## Start Data rows

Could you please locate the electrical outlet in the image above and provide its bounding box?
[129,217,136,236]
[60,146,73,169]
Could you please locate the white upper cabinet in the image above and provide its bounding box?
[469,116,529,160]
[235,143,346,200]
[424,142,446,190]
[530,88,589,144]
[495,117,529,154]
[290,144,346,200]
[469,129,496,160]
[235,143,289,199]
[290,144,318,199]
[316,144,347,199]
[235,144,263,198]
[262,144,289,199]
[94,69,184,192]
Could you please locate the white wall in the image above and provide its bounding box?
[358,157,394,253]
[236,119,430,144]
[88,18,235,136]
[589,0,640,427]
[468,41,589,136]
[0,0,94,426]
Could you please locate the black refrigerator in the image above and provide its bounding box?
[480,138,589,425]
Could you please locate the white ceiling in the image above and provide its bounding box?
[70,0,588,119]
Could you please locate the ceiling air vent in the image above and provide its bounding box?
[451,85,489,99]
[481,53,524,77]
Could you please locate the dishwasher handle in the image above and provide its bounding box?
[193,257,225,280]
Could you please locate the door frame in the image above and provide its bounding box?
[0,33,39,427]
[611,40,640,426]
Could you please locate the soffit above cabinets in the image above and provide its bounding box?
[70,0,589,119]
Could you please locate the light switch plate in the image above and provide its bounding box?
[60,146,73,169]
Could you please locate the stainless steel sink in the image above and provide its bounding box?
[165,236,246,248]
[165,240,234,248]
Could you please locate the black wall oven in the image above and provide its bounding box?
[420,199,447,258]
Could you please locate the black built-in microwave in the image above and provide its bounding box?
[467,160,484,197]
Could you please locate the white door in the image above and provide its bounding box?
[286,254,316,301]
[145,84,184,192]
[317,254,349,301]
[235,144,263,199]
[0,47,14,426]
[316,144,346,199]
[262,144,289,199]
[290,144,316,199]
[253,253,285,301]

## End Data rows

Render the records above as a two-column CSV with the header row request,answer and one row per record. Put the record's text in the request column and its full answer in the answer column, each in a single quoted field with any line breaks replaced by spaces.

request,answer
"Could you please locate the electrical outlet in the image above and provide its bounding box?","[129,217,136,236] [60,146,73,169]"
"Could you please locate the white upper cabinet in the image above and provide its bounding box?","[469,116,529,160] [235,143,346,200] [424,142,446,190] [530,88,589,144] [495,117,529,154] [290,144,346,200] [469,129,496,160] [235,143,289,199] [290,144,318,199] [316,144,347,199] [235,144,263,198] [262,144,289,199] [94,69,184,192]"
"Could you please locate the white wall in the image above and provide its bounding box?","[358,157,394,253] [236,119,430,144] [88,18,235,136] [589,0,640,427] [468,41,589,136] [0,0,94,426]"
"Could you please locate the black refrigerator in the image above and provide its bounding box?","[480,138,589,425]"
"Could you please locate the white ceiling in the image above and provide its bounding box?","[70,0,588,119]"
"Could you please locate the ceiling air vent in the image above and provide its bounding box?","[451,85,489,99] [481,53,524,77]"
"Could you please locate the dishwasher handle in the image above and provide its bounding box?","[193,257,225,280]"
"Could you please locate the door frame in the image above and provide its bounding box?","[0,33,39,427] [611,40,640,426]"
"Could you please locate the soffit above cabinets in the image above and provide its bounding box?","[70,0,589,119]"
"Could you please locate the light switch plate in the image above and provide its bounding box?","[60,146,73,169]"
"Could you please locate the stainless steel sink in the image above and provide its bounding box?","[165,236,246,248] [165,240,234,248]"
"Could you please locate the black wall oven in the image above and provide its bounding box?","[420,199,447,258]"
"Could you please locate the black built-in microwave in the image above and provide its bounding box?","[467,160,484,197]"
"Could you please locate the white door in the image above and provide its bounding box?","[286,254,316,301] [145,84,184,192] [317,254,349,301] [235,144,263,199] [0,47,14,426] [316,144,346,199] [262,144,289,199] [290,144,316,199] [253,253,285,301]"